- **DOCUMENT PASSAGE**:
Nobody can find strength to resist temptation, perseverance in purity, and lasting forgiveness without community. Shepherds, teachers, mentors, leaders: You have people under your care who are engaging in self harm to externalize pain and contemplating suicide to end pain because they are being crushed beneath suffering and sin.

Female sexuality has historically made spiritual communities nervous, and women are now more sexually vulnerable than ever before. Besides exploitation, trafficking, abuse, violence, and rape, women also have an increased exposure to and use of pornography, erotica, sexting, and questionable dating apps. Add all of that to a partner’s absolutely unrealistic expectations of sexual prowess and you end up with a population of women who are confused, ashamed, broken, and addicted.

These same women experience acute loneliness because they’re too embarrassed and afraid to share their struggles with anyone, including (especially) friends and leaders in their churches.

Change the way you talk about sex.

We are further isolated by pastors who bring up pornography in sermons with a caveat: “This is geared more to the men here,” or “Guys, I’m talking to you,” or “Men are naturally visually stimulated so this applies more to them.” I have heard sermons like this all my life. And each time it would push the struggling girls and women a little deeper into the darkness, because obviously, there must be something horribly wrong with a woman who is engaging in sexual sin that is relegated only to men.

Men in churches are given time, space, and resources to confess their failures and victories, to hold one another accountable, and feel supported in their weakness. Women are not. It is a rare church or ministry that offers the same companionship and hope to women who are in bondage and shamed into secrecy.

How can we change the narrative? By starting a new one. One that invites women to be present, known, and loved. Where better to start than in the church? Women are craving judgment-free, compassionate, and empathetic relationships where they can be fully themselves and find sisters who will carry their burden with them as they’re limping toward freedom.

Share your own struggle.

- **JOB**: Can you transcribe everything from "Female sexuality has" down to "broken, and addicted." in the piece on women's sexual struggles in the church?

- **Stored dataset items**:
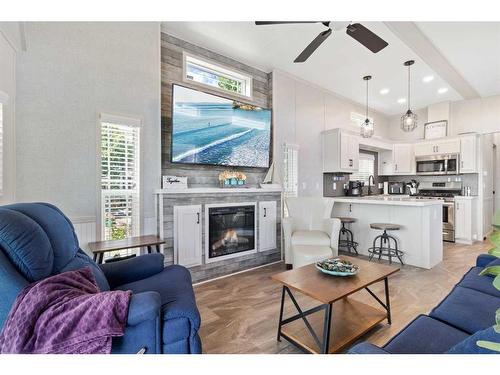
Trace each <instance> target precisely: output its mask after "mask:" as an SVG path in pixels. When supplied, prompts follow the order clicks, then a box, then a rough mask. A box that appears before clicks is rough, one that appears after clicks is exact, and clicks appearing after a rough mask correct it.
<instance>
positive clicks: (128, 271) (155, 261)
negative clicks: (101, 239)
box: [99, 254, 164, 289]
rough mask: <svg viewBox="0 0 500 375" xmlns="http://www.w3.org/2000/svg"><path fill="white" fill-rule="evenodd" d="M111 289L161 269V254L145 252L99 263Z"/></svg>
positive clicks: (147, 274)
mask: <svg viewBox="0 0 500 375" xmlns="http://www.w3.org/2000/svg"><path fill="white" fill-rule="evenodd" d="M99 267H101V270H102V271H103V272H104V276H106V279H107V280H108V283H109V285H110V287H111V289H114V288H116V287H117V286H119V285H123V284H128V283H132V282H134V281H138V280H142V279H145V278H147V277H150V276H153V275H156V274H157V273H160V272H161V271H163V268H164V265H163V254H145V255H141V256H138V257H135V258H131V259H126V260H121V261H118V262H112V263H104V264H100V265H99Z"/></svg>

- **REPLY**:
Female sexuality has historically made spiritual communities nervous, and women are now more sexually vulnerable than ever before. Besides exploitation, trafficking, abuse, violence, and rape, women also have an increased exposure to and use of pornography, erotica, sexting, and questionable dating apps. Add all of that to a partner’s absolutely unrealistic expectations of sexual prowess and you end up with a population of women who are confused, ashamed, broken, and addicted.